--- Selected text ---
+ + + +

NNFCC is a consultancy company specialising in bioenergy, biofuels and bio-based products.

History
Established by the UK Government in 2003 as the National Non-Food Crops Centre (NNFCC) to help extend the competitive non-food uses of crops, NNFCC is now an international consultancy providing advice on the conversion of biomass to bioenergy, biofuels and bio-based products.

The company is based in the BioCentre on the York Science Park and was opened in November 2003 by Larry Whitty, Baron Whitty. The current Chief Executive Officer is Dr Jeremy Tomkinson and the chair of the Board of Directors is Professor Michael Roberts, CBE.

Company information
NNFCC specialises in providing information and knowledge on the supply of biomass, its use in industrial applications and the fate of biomaterials at their end-of-life.

NNFCC operate in five separate sectors:
 Feedstock
 Bioenergy
 Biofuels
 Bio-based products
 Biorefining

The company undertakes consultancy for a wide range of organisations, including British Airways, INEOS, BASF, Braskem and NatureWorks. NNFCC also receive funding and is a delivery partner for the UK Government's Department for Energy and Climate Change.

+ + + +

--- Data rows ---

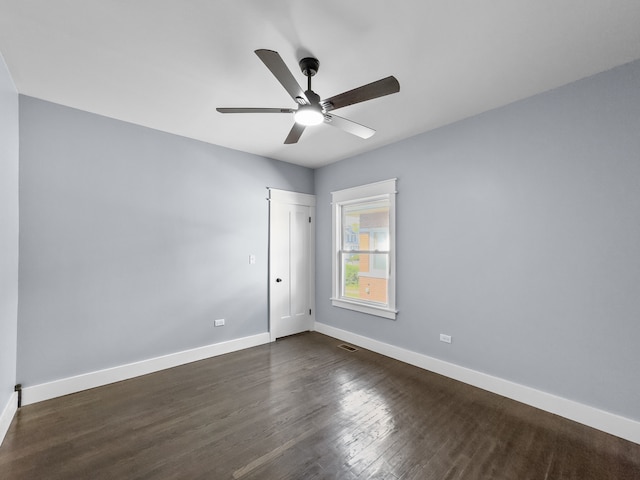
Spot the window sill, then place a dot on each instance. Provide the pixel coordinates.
(360, 307)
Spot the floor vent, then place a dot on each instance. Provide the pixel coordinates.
(348, 348)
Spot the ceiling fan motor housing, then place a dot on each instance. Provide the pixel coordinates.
(309, 66)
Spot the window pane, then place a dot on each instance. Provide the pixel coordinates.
(350, 275)
(365, 277)
(365, 226)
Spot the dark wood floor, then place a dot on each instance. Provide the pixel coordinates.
(302, 408)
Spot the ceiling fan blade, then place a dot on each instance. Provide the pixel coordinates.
(348, 126)
(385, 86)
(255, 110)
(274, 62)
(294, 134)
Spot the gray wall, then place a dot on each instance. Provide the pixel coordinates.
(133, 241)
(519, 235)
(8, 233)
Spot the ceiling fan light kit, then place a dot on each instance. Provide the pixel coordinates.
(311, 109)
(309, 115)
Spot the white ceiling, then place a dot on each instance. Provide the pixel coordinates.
(167, 64)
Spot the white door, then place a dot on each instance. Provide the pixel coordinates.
(290, 263)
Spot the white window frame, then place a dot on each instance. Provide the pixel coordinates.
(364, 193)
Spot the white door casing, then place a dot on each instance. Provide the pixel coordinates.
(291, 264)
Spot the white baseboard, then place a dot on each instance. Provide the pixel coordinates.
(593, 417)
(65, 386)
(6, 417)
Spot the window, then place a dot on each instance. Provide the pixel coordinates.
(364, 248)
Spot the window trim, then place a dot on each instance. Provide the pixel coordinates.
(364, 193)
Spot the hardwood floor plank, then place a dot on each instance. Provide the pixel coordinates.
(302, 408)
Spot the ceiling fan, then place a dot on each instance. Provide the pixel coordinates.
(311, 110)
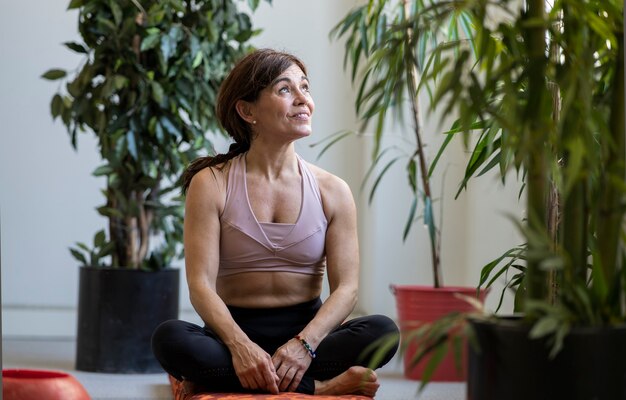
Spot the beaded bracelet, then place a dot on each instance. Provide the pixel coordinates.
(307, 346)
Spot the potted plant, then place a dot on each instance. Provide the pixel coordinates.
(146, 89)
(387, 53)
(545, 96)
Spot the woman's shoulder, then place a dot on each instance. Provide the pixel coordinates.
(211, 179)
(329, 184)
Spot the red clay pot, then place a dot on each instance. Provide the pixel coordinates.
(26, 384)
(423, 304)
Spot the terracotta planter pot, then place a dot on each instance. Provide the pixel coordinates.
(423, 304)
(26, 384)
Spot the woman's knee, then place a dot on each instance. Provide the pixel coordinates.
(383, 325)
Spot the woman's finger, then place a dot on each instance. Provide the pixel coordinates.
(296, 381)
(270, 379)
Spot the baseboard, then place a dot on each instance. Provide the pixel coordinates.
(34, 321)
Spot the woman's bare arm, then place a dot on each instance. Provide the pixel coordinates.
(205, 200)
(342, 256)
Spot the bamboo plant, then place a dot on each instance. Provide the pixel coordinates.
(546, 96)
(386, 55)
(538, 88)
(146, 89)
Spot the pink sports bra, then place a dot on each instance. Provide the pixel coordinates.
(246, 245)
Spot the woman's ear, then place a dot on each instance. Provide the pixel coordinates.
(244, 109)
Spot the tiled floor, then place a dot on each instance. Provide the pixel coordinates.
(58, 354)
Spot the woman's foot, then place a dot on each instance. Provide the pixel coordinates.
(356, 380)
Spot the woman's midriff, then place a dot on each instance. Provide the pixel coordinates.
(268, 289)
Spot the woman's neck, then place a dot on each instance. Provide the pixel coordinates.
(271, 162)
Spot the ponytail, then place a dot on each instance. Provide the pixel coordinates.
(218, 160)
(247, 79)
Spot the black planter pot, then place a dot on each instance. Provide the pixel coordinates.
(118, 309)
(509, 365)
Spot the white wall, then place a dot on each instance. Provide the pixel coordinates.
(48, 196)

+ + + +

--- Stated problem ---
Reproduce the entire NNFCC text word for word.

--- Output below ---
NNFCC is a consultancy company specialising in bioenergy, biofuels and bio-based products.

History
Established by the UK Government in 2003 as the National Non-Food Crops Centre (NNFCC) to help extend the competitive non-food uses of crops, NNFCC is now an international consultancy providing advice on the conversion of biomass to bioenergy, biofuels and bio-based products.

The company is based in the BioCentre on the York Science Park and was opened in November 2003 by Larry Whitty, Baron Whitty. The current Chief Executive Officer is Dr Jeremy Tomkinson and the chair of the Board of Directors is Professor Michael Roberts, CBE.

Company information
NNFCC specialises in providing information and knowledge on the supply of biomass, its use in industrial applications and the fate of biomaterials at their end-of-life.

NNFCC operate in five separate sectors:
 Feedstock
 Bioenergy
 Biofuels
 Bio-based products
 Biorefining

The company undertakes consultancy for a wide range of organisations, including British Airways, INEOS, BASF, Braskem and NatureWorks. NNFCC also receive funding and is a delivery partner for the UK Government's Department for Energy and Climate Change.